AUFGABEN:
1: Wie viele Schulleiterstellen sind laut dem Text über den Schulleitermangel in NRW derzeit unbesetzt?
2: Aktualisiere im Text über den Schulleitermangel in NRW den Abschnitt, der mit den Worten „Bei den regulären“ beginnt und mit „nur selten leer.“ endet, und ersetze darin „Grundschulen“ durch „Primarschulen“.

QUELLE:
+++++

Jede siebte Schule in NRW ohne Schulleiter
Bildung ist für alle Parteien eine Schlüsselaufgabe. In der Praxis hapert es aber an entscheidenden Stellen: In NRW fehlt an jeder siebten Schule der Chef. Noch schlimmer sieht es bei den Vize-Posten aus. Der Job sei „unattraktiv hoch drei“, erklärt ein Gewerkschafter.
Düsseldorf. Jede siebte öffentliche Schule in Nordrhein-Westfalen hat keinen Schulleiter. Über alle Schulformen hinweg sind derzeit 734 Chefsessel (2017: 784) und 939 Stellvertreterposten (2017: 971) vakant. Das teilte das Schulministerium auf Anfrage der Deutschen Presse-Agentur in Düsseldorf mit.
Im Vergleich zum Vorjahr hat sich die Problematik kaum verbessert: Über 14 Prozent der 5107 öffentlichen Schulen sind ohne regulären Schulleiter und gut 22 Prozent der 4253 Schulen mit Anspruch auf eine Vertreterstelle ohne Vize. Im Sommer 2017 waren die Quoten fast genauso.
Bei den regulären allgemeinbildenden Schulformen haben Haupt- und Realschulen weiterhin die schlechtesten Besetzungsquoten. Derzeit fehlt an jeder dritten der 311 Hauptschulen ein Schulleiter: insgesamt 103 Chefs und 73 Stellvertreter. An den 430 Realschulen sind 91 Chef- und 97 Vizeposten vakant.
In absoluten Zahlen ist der Mangel an den 2725 Grundschulen am größten: Hier fehlen 363 Rektoren und 529 Konrektoren. Damit hat sich die Besetzungsquote minimal um einen Prozentpunkt auf 86,68 verbessert. Die gut dotierten Chefsessel in Gesamtschulen (93 Prozent Besetzung) und Gymnasien (rund 90 Prozent) bleiben nur selten leer.
Der Vorsitzende des Lehrerverbands Bildung und Erziehung (VBE), Udo Beckmann, forderte von Bundes- und Landesregierungen zügige Maßnahmen. Das Problem des allgemeinen Lehrer- und Schulleitermangels betreffe alle Länder, sagte er der dpa. Minimale Anhebungen der Besoldungen - wie zuletzt in NRW - machten den Beruf nicht attraktiver, solange sich Lehrer mit ständig wachsenden Aufgaben konfrontiert sähen.
Von Freitag bis Samstag kommender Woche (9./10. März 2018) kommen in Düsseldorf über 2500 Teilnehmer zum 7. Deutschen Schulleiterkongress zusammen. Dort wird nach Angaben des mitveranstaltenden VBE die erste bundesweit repräsentative Umfrage zur Situation der Schulleiter vorgestellt.

+++++

QUELLENAUSZUG:
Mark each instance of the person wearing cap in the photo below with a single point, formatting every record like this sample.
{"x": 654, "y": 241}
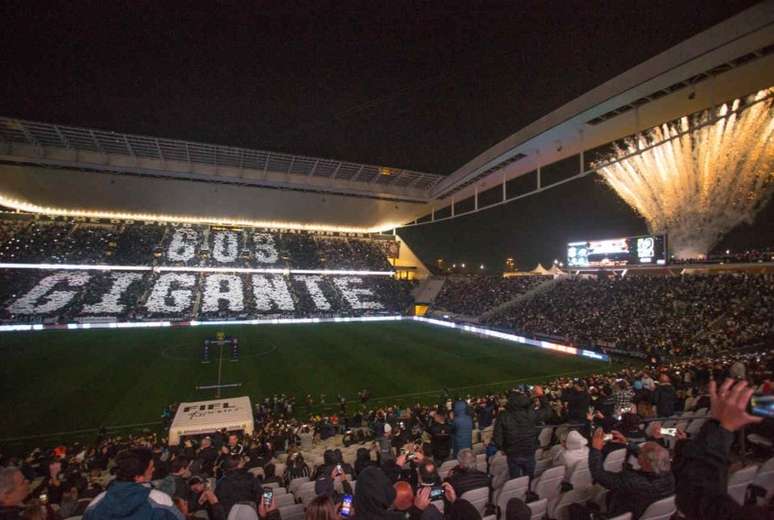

+++++

DIE ANTWORTEN:
1: 734

2:
Bei den regulären allgemeinbildenden Schulformen haben Haupt- und Realschulen weiterhin die schlechtesten Besetzungsquoten. Derzeit fehlt an jeder dritten der 311 Hauptschulen ein Schulleiter: insgesamt 103 Chefs und 73 Stellvertreter. An den 430 Realschulen sind 91 Chef- und 97 Vizeposten vakant.
In absoluten Zahlen ist der Mangel an den 2725 Primarschulen am größten: Hier fehlen 363 Rektoren und 529 Konrektoren. Damit hat sich die Besetzungsquote minimal um einen Prozentpunkt auf 86,68 verbessert. Die gut dotierten Chefsessel in Gesamtschulen (93 Prozent Besetzung) und Gymnasien (rund 90 Prozent) bleiben nur selten leer.